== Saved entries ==
****************************************

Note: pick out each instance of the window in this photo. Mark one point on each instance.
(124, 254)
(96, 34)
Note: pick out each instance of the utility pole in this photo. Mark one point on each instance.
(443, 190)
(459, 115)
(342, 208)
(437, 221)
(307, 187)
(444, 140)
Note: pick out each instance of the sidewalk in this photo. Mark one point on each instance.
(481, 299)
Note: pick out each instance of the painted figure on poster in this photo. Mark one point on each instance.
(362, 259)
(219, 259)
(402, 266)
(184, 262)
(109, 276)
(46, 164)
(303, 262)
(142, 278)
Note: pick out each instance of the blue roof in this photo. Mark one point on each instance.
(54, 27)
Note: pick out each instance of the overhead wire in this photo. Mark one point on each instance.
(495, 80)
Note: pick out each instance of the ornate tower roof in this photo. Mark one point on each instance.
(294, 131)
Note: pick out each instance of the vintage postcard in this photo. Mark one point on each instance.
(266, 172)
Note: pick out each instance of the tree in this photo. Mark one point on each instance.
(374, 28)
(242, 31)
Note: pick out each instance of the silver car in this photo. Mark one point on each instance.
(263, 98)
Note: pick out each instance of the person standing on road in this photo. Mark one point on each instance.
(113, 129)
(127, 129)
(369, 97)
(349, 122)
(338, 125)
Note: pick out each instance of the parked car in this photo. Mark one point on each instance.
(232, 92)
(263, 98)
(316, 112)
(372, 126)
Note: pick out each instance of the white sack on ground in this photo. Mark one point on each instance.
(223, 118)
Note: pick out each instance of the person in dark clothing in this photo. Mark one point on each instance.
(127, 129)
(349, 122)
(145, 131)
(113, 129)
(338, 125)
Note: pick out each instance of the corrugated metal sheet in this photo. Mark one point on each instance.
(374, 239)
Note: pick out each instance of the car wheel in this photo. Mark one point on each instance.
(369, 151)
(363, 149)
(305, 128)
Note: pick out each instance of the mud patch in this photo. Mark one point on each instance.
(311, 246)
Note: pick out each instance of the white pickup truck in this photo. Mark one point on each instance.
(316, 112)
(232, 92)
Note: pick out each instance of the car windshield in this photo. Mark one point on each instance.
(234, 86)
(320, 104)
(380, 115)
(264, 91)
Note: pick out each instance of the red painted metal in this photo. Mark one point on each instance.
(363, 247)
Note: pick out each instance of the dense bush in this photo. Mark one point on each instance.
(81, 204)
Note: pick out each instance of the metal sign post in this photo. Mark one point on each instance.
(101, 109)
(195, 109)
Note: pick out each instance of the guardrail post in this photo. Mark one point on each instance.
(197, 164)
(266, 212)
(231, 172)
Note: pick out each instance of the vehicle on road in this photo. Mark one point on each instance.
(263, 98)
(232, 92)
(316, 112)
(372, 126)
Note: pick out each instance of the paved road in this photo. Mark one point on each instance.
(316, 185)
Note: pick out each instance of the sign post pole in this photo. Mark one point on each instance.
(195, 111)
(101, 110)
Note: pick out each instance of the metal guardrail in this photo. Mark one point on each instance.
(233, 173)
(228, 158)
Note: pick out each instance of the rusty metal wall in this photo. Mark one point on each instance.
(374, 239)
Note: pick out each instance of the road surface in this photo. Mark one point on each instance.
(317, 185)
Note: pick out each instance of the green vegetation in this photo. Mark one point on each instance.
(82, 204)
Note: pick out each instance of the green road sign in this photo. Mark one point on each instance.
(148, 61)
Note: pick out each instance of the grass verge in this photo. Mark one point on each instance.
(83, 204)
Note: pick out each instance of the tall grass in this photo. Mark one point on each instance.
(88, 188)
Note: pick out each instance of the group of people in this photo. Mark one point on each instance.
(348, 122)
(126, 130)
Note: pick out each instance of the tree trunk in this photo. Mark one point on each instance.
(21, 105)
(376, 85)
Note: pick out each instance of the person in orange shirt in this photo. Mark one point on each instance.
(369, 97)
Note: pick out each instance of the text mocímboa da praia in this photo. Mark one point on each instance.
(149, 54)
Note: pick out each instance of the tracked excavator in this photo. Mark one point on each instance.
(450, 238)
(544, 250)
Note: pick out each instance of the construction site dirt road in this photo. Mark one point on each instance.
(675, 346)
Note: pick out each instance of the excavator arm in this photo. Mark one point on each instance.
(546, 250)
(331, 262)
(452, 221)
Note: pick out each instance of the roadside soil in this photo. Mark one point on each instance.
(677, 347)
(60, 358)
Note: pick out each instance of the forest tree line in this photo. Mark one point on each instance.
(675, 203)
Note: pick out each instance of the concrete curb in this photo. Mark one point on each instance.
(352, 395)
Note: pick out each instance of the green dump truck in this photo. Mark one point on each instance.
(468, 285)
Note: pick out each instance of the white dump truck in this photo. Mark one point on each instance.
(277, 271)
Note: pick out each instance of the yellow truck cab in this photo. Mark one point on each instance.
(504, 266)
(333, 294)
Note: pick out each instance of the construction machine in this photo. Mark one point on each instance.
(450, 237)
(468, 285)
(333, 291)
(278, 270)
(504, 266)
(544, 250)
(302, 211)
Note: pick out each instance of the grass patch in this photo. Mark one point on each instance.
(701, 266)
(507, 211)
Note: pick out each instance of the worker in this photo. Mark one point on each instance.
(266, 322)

****************************************

== TASK DETAILS ==
Repeat the data above, word for word.

== SOLUTION TO THIS PROBLEM ==
Note: pick out each instance of the window in this photo. Mark one point on each instance.
(124, 254)
(96, 34)
Note: pick out each instance of the utility pole in this photo. Mark one point on each instance.
(443, 190)
(459, 115)
(342, 208)
(437, 221)
(307, 187)
(444, 140)
Note: pick out each instance of the sidewalk in this photo. Mark one point on each instance.
(481, 299)
Note: pick out each instance of the painted figure on poster in this photo. Mark one point on each instance.
(362, 259)
(219, 259)
(402, 266)
(184, 262)
(109, 276)
(46, 164)
(303, 262)
(142, 278)
Note: pick out each instance of the blue roof in this photo. Mark one point on each instance.
(54, 27)
Note: pick out each instance of the overhead wire in this photo. Mark one point on each instance.
(495, 80)
Note: pick out each instance of the ornate tower roof in this photo. Mark one point on each instance.
(294, 131)
Note: pick out each instance of the vintage postcard in this photo. Mark one point on each instance.
(266, 172)
Note: pick out each instance of the tree in this photo. Mark one point on each instance.
(374, 28)
(242, 31)
Note: pick out each instance of the silver car in this photo. Mark one point on each instance.
(263, 98)
Note: pick out each instance of the person standing on road in this photo. Mark one point on each instance.
(113, 129)
(127, 129)
(369, 97)
(349, 122)
(338, 125)
Note: pick out each instance of the parked car in this photo. Mark one point on each instance.
(232, 92)
(263, 98)
(316, 112)
(372, 126)
Note: pick out each instance of the white sack on ground in this photo. Mark one point on each instance.
(223, 118)
Note: pick out each instance of the person in dark clothing in this photo. Mark one point on each instance.
(127, 129)
(349, 122)
(145, 131)
(113, 129)
(338, 125)
Note: pick out each instance of the corrugated metal sheet in this photo. Mark one point on each instance.
(374, 239)
Note: pick out each instance of the car wheel in this photo. Mark one point on each instance.
(369, 151)
(363, 149)
(305, 128)
Note: pick out each instance of the mud patch in this photo. Mark one point on each instance.
(311, 246)
Note: pick out each instance of the white pickup truck in this photo. Mark one point on each instance.
(316, 112)
(232, 92)
Note: pick out each instance of the car windshield in this photo. Mark one point on each instance.
(234, 86)
(320, 104)
(380, 115)
(264, 91)
Note: pick out each instance of the red painted metal in this photo. Mark one point on each instance.
(363, 247)
Note: pick out each instance of the dense bush in this photo. Mark one point on each instance.
(81, 204)
Note: pick out each instance of the metal sign post in this photo. Mark one point on each instance.
(101, 109)
(195, 109)
Note: pick out each instance of the guardrail post in this photo. Mark one point on each instance.
(197, 164)
(266, 212)
(231, 172)
Note: pick out each instance of the vehicle on road in this photo. Mark one point on each instance.
(263, 98)
(232, 92)
(316, 112)
(372, 126)
Note: pick out each instance of the paved road in this photo. Mark one point on each instance.
(316, 185)
Note: pick out each instance of the sign post pole in this photo. Mark one point on each instance.
(195, 111)
(101, 110)
Note: pick out each instance of the metal guardrail in this photo. Mark one point on each instance.
(233, 173)
(228, 158)
Note: pick out each instance of the rusty metal wall in this photo. Mark one point on each instance.
(374, 239)
Note: pick out each instance of the road surface in this photo. Mark one point on each instance.
(317, 185)
Note: pick out each instance of the green vegetation in this photo. Mark one point on each instance.
(82, 204)
Note: pick out each instance of the green road sign in this photo. Mark one point on each instance.
(148, 61)
Note: pick out each instance of the grass verge in this photo. Mark one point on each instance.
(83, 204)
Note: pick out each instance of the tall grass in this photo. Mark one point on each instance.
(88, 188)
Note: pick out each instance of the group of people in this photo. Mark one point on each instance.
(348, 122)
(126, 130)
Note: pick out each instance of the tree trunk in this photo. Mark one point on each instance.
(21, 105)
(376, 85)
Note: pick out each instance of the person in orange shirt in this photo. Mark one point on each instance.
(369, 97)
Note: pick out each instance of the text mocímboa da praia in this photo. Mark one point on each instance.
(149, 54)
Note: pick out each instance of the tracked excavator in this photo. Mark one point on each instance.
(450, 238)
(544, 250)
Note: pick out each instance of the construction site dirt road in this photo. Mark one point on each instance.
(675, 346)
Note: pick out each instance of the excavator arm in this photo. Mark one point on each instance.
(546, 250)
(331, 262)
(452, 221)
Note: pick out each instance of the roadside soil in this photo. Mark one point on each instance.
(677, 347)
(60, 358)
Note: pick out each instance of the forest tree line in this photo. Mark one point on each instance.
(675, 203)
Note: pick out each instance of the concrete curb in this photo. Mark one point on each instance.
(352, 395)
Note: pick out each instance of the green dump truck in this photo. Mark one point on each instance.
(468, 285)
Note: pick out each instance of the white dump truck in this photo. Mark one point on each instance.
(277, 271)
Note: pick out each instance of the yellow truck cab in this photo. Mark one point on each instance.
(504, 266)
(333, 294)
Note: pick out each instance of the construction machine in this photo. Mark one point on each instance.
(450, 237)
(468, 285)
(333, 291)
(278, 270)
(504, 266)
(544, 250)
(302, 211)
Note: pick out each instance of the grass patch in this photo. Mark one point on each instance.
(701, 266)
(507, 211)
Note: pick out each instance of the worker in this photo. Mark one point on each instance.
(266, 322)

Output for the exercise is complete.